▸ **Отрывок для чтения**
※

Как надсмеялась История над этими претензиями на прозорливость, поучения и мудрость, непостижимым, выходящим за грани здравого рассудка, страхом руководителя многомиллионной партии перед группкой «формалистов» и абстракционистов и его верой в непогрешимую миссию коммунистической партии, преданной рабочим и крестьянам: ведь в 90-х годах возврат государства к построению капитализма произвела не творческая интеллигенция, не художники абстракционисты и «формалисты», а сама коммунистическая номенклатура, находящаяся на вершине советской власти!

Вот ведь как бывает! Вот вам и «партия – наш рулевой»!

Впрочем я забежал вперед на тридцать лет.

История в то время еще сама не знала, куда ее заведет танец событий под влиянием человеческих страстей, порывов благородства, активных действий скудоумия, восторгов раболепия и агрессивности властолюбия.


Надо сказать, что такой резкий поворот событий был для нас неожиданным. Мы знали, что отклонения от соцреализма вызывали по-прежнему недовольство партийного руководства и значительной части художников, но 20-й съезд КПСС и атмосфера I съезда СХ СССР рождали надежды на возможность развития разных направлений в искусстве. В экспозиции музеев вернулись работы Врубеля, Валентина Серова, Коровина, Павла Кузнецова, Кончаловского, Матвеева и др.

Мы чувствовали время иначе, чем художники прошлых десятилетий, и это было совершенно нормальным здоровым явлением.

У нас не было никаких чисто политических целей.

Мы не могли выразить наши ощущения от окружающего мира в традиционных формах.

Мы хотели права на свободу творческого поиска.

Прошедшие в Ленинграде молодежные выставки в конце 50-х – начале 60-х годов не осуждались огульно, хотя подвергались резкой критике в городских органах официальной печати с признанием всё же отдельных достоинств. Это становилось привычным явлением текущей жизни, которое не уменьшало молодежного энтузиазма.

Однако прошедшая серия встреч высшего партийного руководства страны с интеллигенцией перевела разговор, как в сталинские времена, в план политических обвинений с такими формулировками, за которыми в прошлом следовали лагеря и расстрелы. Правда, вслед по-отечески говорилось о необходимости объяснить заблуждающимся их ошибки, выражались надежды, что виновные осознают свои недостатки, но ведь никто не мог знать заранее, что за этим может последовать на деле, а допускать, на основе памяти о прошлом, можно было худшее.

Все это напоминало известные методы, когда искусственно фабриковались громкие политические дела, извращая истинное содержание фактов и явлений.

Стали создаваться идеологические комиссии при обкомах, горкомах, райкомах КПСС с участием в них представителей от заводов.

В начале 1963 года в Ленинград приехал Президент Академии Художеств В. Серов, и в лектории Русского музея состоялась его встреча с художниками и искусствоведами. Говоря о молодежных выставках, Серов с раздражением сказал: «Когда я вижу картины некоторых молодых художников, мне хочется взять тяжелый предмет и бить им по головам авторов!»

В этих словах в концентрированной форме проявились как жесткий характер Серова, так и его нетерпимое отношение к свободе поисков и любым отклонениям от соцреализма.

※

▸ **Записи с данными**
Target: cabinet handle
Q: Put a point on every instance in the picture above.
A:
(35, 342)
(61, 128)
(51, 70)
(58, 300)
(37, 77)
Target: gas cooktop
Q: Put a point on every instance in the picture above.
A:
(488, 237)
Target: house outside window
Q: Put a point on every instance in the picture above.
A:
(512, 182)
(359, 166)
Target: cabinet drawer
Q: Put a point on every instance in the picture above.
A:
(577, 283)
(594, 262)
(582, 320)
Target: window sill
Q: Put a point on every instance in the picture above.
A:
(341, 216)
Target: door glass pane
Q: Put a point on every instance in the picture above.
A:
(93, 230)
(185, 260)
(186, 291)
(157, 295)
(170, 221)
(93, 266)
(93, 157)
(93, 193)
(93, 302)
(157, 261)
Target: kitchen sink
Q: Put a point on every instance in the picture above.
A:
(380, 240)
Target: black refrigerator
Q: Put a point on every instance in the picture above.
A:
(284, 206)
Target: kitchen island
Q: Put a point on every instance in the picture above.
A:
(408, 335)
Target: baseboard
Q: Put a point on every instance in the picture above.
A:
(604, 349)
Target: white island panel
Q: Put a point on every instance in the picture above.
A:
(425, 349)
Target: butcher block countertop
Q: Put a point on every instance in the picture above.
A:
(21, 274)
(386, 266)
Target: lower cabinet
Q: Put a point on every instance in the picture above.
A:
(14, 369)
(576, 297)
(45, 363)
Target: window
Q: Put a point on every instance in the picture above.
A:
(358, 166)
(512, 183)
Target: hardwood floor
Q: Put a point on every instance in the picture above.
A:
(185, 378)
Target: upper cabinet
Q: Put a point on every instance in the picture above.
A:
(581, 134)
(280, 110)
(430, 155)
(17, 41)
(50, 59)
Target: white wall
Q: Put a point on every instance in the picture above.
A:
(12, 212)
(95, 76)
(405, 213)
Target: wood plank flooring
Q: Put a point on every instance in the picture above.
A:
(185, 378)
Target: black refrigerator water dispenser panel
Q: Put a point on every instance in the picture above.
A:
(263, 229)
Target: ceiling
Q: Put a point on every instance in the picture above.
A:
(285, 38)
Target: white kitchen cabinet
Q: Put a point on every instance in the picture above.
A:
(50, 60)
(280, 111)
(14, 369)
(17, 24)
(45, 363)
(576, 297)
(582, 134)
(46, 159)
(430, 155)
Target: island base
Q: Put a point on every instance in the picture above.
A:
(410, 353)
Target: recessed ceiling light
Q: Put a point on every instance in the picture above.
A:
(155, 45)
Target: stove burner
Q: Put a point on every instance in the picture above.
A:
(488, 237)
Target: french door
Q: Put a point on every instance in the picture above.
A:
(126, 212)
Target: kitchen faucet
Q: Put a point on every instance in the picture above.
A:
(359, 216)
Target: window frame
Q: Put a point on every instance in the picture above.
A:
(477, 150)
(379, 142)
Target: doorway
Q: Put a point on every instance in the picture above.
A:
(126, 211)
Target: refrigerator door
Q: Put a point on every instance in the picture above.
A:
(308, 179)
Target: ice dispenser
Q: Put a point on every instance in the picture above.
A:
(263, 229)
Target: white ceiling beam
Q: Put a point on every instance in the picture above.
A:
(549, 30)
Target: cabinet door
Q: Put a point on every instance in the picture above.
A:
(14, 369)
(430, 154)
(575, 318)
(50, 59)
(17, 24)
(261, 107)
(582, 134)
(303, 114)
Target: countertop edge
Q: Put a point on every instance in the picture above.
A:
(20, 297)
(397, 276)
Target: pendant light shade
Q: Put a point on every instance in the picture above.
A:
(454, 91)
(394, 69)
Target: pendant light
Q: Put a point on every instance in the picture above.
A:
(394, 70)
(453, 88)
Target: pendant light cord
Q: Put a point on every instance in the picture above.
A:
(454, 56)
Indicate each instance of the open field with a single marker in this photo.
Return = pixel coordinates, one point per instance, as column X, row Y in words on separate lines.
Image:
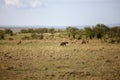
column 47, row 60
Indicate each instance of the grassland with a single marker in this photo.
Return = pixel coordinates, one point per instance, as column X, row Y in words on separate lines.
column 47, row 60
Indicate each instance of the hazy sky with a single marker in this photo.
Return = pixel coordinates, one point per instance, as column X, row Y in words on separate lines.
column 59, row 12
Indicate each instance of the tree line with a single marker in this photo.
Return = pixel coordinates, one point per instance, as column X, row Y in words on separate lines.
column 100, row 31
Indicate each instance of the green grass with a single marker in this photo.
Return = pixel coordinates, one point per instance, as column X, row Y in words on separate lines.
column 47, row 60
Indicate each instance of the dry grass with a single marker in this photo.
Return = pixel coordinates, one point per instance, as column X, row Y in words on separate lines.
column 47, row 60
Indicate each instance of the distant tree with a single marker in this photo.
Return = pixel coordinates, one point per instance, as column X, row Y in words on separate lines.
column 24, row 31
column 114, row 34
column 100, row 30
column 52, row 30
column 2, row 35
column 72, row 31
column 41, row 30
column 89, row 32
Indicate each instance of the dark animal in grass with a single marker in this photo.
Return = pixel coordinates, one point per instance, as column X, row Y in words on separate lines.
column 84, row 42
column 19, row 42
column 63, row 43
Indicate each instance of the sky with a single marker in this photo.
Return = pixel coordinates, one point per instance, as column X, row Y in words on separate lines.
column 59, row 12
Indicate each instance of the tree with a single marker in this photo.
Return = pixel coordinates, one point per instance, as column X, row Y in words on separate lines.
column 100, row 30
column 89, row 32
column 2, row 36
column 52, row 30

※

▸ **Рабочие задания**
- a) Кто, согласно отрывку о ленинградских художниках, приехал в Ленинград в начале 1963 года?
- b) Выведите без изменений фрагмент отрывка о ленинградских художниках, который начинается словами «Впрочем я забежал» и заканчивается словами «нормальным здоровым явлением.».
- c) Напишите продолжение отрывка о ленинградских художниках, начиная сразу после его последней фразы.
Записи для этой работы не нужны.

▸ **Ответы на задания**
- a) Президент Академии Художеств В. Серов.

- b)
Впрочем я забежал вперед на тридцать лет.

История в то время еще сама не знала, куда ее заведет танец событий под влиянием человеческих страстей, порывов благородства, активных действий скудоумия, восторгов раболепия и агрессивности властолюбия.


Надо сказать, что такой резкий поворот событий был для нас неожиданным. Мы знали, что отклонения от соцреализма вызывали по-прежнему недовольство партийного руководства и значительной части художников, но 20-й съезд КПСС и атмосфера I съезда СХ СССР рождали надежды на возможность развития разных направлений в искусстве. В экспозиции музеев вернулись работы Врубеля, Валентина Серова, Коровина, Павла Кузнецова, Кончаловского, Матвеева и др.

Мы чувствовали время иначе, чем художники прошлых десятилетий, и это было совершенно нормальным здоровым явлением.

- c)
Забыть такую яркую фразу было невозможно, и вскоре мне представился случай найти ей достойное применение.

К этому времени были опубликованы в газетах речь Хрущева в связи с выставкой «30 лет МОСХа» и обе речи Ильичева.

В своем выступлении на заседании идеологической комиссии ЦК КПСС Л.Ф. Ильичев, критикуя московских молодых художников А. Васнецова, П. Никонова, Н. Егоршину, Б. Биргера, А. Пологову и других, особенное внимание заострил на Н. Андронове, его картине «Плотогоны». Главное же, как мне кажется, было в том, что в то время как многие выступавшие признавали свои ошибки (Е. Евтушенко, В. Аксенов, Э. Неизвестный и др.), Андронов занял, по словам Ильичева, позицию: «говорите, мол, сколько хотите, я стоял и буду стоять на своем. Для меня превыше всего мое „я“, мое „особое мнение“».

Я знаю Н. Андронова как амбициозного, но умного рационального человека, знающего, где можно куражиться, а где нужно иметь трезвую голову, как опытного оратора, понимающего необходимость дипломатии в разговорах с начальством. Не думаю, что он мог дразнить быка красной тряпкой.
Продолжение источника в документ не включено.